◆ **Task directions**
Each entry below is to be copied verbatim, with no line missing.
*** Begin section ***
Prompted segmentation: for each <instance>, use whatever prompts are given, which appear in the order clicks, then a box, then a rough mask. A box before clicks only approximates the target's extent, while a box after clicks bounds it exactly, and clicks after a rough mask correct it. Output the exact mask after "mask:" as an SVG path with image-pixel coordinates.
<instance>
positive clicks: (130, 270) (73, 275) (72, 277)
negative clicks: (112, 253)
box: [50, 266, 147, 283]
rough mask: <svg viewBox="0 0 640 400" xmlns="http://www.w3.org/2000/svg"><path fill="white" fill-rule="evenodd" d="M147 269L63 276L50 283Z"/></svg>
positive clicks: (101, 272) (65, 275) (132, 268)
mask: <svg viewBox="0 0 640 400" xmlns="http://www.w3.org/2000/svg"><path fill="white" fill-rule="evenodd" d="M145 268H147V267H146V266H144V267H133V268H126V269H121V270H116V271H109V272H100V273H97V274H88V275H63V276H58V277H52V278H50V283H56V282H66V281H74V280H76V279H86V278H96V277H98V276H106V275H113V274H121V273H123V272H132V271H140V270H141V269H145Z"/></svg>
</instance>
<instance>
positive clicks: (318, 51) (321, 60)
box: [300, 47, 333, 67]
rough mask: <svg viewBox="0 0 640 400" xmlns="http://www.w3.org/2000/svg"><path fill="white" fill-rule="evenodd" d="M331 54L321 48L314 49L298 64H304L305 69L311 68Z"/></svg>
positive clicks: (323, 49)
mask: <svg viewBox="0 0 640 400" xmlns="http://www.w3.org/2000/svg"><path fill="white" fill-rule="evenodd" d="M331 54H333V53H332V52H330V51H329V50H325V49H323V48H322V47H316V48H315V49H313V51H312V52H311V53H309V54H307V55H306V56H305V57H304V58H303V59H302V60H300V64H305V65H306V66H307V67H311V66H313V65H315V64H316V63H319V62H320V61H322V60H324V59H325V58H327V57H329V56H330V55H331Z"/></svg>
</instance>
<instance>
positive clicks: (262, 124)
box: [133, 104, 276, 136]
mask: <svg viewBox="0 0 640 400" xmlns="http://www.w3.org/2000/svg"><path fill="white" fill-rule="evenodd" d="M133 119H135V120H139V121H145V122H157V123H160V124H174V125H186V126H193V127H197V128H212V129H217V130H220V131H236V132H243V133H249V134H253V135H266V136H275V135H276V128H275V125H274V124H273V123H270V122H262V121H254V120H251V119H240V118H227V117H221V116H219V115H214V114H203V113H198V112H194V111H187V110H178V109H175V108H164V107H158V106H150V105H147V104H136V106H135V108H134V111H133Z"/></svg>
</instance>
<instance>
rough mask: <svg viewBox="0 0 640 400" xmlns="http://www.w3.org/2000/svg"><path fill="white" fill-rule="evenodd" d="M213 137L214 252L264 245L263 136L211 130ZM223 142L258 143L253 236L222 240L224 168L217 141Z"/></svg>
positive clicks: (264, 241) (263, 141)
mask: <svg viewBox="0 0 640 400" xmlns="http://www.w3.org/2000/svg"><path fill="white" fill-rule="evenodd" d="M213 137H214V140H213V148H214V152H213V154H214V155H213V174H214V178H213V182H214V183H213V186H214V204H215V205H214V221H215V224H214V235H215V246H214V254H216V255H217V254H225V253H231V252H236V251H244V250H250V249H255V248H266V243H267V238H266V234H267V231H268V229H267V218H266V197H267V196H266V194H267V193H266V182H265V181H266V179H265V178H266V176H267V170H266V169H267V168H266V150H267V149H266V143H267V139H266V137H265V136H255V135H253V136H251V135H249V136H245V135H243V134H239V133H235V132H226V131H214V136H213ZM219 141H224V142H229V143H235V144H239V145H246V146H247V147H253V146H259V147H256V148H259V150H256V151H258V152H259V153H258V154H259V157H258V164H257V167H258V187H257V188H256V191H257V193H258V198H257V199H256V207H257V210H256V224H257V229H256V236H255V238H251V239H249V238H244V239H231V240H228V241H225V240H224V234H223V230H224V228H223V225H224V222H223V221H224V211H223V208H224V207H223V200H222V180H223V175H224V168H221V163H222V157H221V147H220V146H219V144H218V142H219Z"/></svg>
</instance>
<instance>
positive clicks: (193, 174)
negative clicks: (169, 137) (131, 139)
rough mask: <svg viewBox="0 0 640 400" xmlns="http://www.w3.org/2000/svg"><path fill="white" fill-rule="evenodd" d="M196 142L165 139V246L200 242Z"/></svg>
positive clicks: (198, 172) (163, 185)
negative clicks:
*** End section ***
◆ **Task answer**
Prompted segmentation: for each <instance>, use whatever prompts are given, which appear in the order clicks, then a box, then a rough mask. A box before clicks only approximates the target's extent, while a box after clicks bounds it exactly, and clicks after a rough mask correct it. Output the exact mask after "mask:" as an SVG path with image-pixel coordinates.
<instance>
positive clicks: (130, 270) (73, 275) (72, 277)
negative clicks: (112, 253)
box: [50, 266, 147, 283]
rough mask: <svg viewBox="0 0 640 400" xmlns="http://www.w3.org/2000/svg"><path fill="white" fill-rule="evenodd" d="M147 269L63 276L50 283Z"/></svg>
positive clicks: (101, 272) (65, 275) (132, 268)
mask: <svg viewBox="0 0 640 400" xmlns="http://www.w3.org/2000/svg"><path fill="white" fill-rule="evenodd" d="M145 268H147V267H146V266H144V267H133V268H126V269H121V270H116V271H109V272H100V273H97V274H88V275H63V276H58V277H52V278H50V283H56V282H66V281H74V280H76V279H86V278H96V277H98V276H106V275H113V274H121V273H123V272H132V271H140V270H141V269H145Z"/></svg>
</instance>
<instance>
positive clicks: (318, 51) (321, 60)
box: [300, 47, 333, 67]
rough mask: <svg viewBox="0 0 640 400" xmlns="http://www.w3.org/2000/svg"><path fill="white" fill-rule="evenodd" d="M331 54L321 48L314 49L298 64H304L305 69L311 68Z"/></svg>
positive clicks: (323, 49)
mask: <svg viewBox="0 0 640 400" xmlns="http://www.w3.org/2000/svg"><path fill="white" fill-rule="evenodd" d="M331 54H333V53H332V52H330V51H329V50H325V49H323V48H322V47H316V48H315V49H313V51H312V52H311V53H309V54H307V55H306V56H305V57H304V58H303V59H302V60H300V64H305V65H306V66H307V67H311V66H313V65H315V64H316V63H319V62H320V61H322V60H324V59H325V58H327V57H329V56H330V55H331Z"/></svg>
</instance>
<instance>
positive clicks: (262, 124)
box: [133, 104, 276, 136]
mask: <svg viewBox="0 0 640 400" xmlns="http://www.w3.org/2000/svg"><path fill="white" fill-rule="evenodd" d="M133 119H135V120H139V121H145V122H157V123H160V124H174V125H186V126H193V127H197V128H212V129H217V130H220V131H236V132H243V133H249V134H253V135H266V136H275V135H276V128H275V125H274V124H273V123H270V122H262V121H254V120H251V119H240V118H227V117H221V116H219V115H214V114H203V113H198V112H194V111H187V110H178V109H175V108H164V107H158V106H150V105H147V104H136V106H135V108H134V111H133Z"/></svg>
</instance>
<instance>
rough mask: <svg viewBox="0 0 640 400" xmlns="http://www.w3.org/2000/svg"><path fill="white" fill-rule="evenodd" d="M213 137L214 252L264 245L263 136L211 130ZM223 142L258 143L253 236L222 240L224 168L217 141Z"/></svg>
positive clicks: (264, 241) (263, 141)
mask: <svg viewBox="0 0 640 400" xmlns="http://www.w3.org/2000/svg"><path fill="white" fill-rule="evenodd" d="M213 137H214V140H213V148H214V152H213V154H214V155H213V174H214V178H213V182H214V183H213V186H214V204H215V205H214V221H215V224H214V235H215V246H214V254H216V255H217V254H225V253H231V252H236V251H244V250H250V249H255V248H266V243H267V238H266V234H267V231H268V229H267V218H266V197H267V196H266V194H267V193H266V182H265V181H266V179H265V178H266V176H267V170H266V169H267V168H266V150H267V149H266V143H267V139H266V137H265V136H255V135H253V136H251V135H249V136H245V135H243V134H239V133H235V132H226V131H214V136H213ZM219 141H224V142H229V143H235V144H239V145H246V146H247V147H253V146H259V147H256V148H259V150H256V151H258V152H259V153H258V154H259V157H258V164H257V167H258V187H257V188H256V191H257V193H258V198H257V199H256V207H257V210H256V224H257V229H256V236H255V238H251V239H249V238H244V239H231V240H228V241H225V240H224V234H223V230H224V228H223V225H224V222H223V221H224V211H223V208H224V207H223V200H222V180H223V175H224V168H221V163H222V157H221V147H220V146H219V144H218V142H219Z"/></svg>
</instance>
<instance>
positive clicks: (193, 174)
negative clicks: (169, 137) (131, 139)
rough mask: <svg viewBox="0 0 640 400" xmlns="http://www.w3.org/2000/svg"><path fill="white" fill-rule="evenodd" d="M196 142L165 139V246L200 242Z"/></svg>
positive clicks: (198, 172) (163, 185)
negative clicks:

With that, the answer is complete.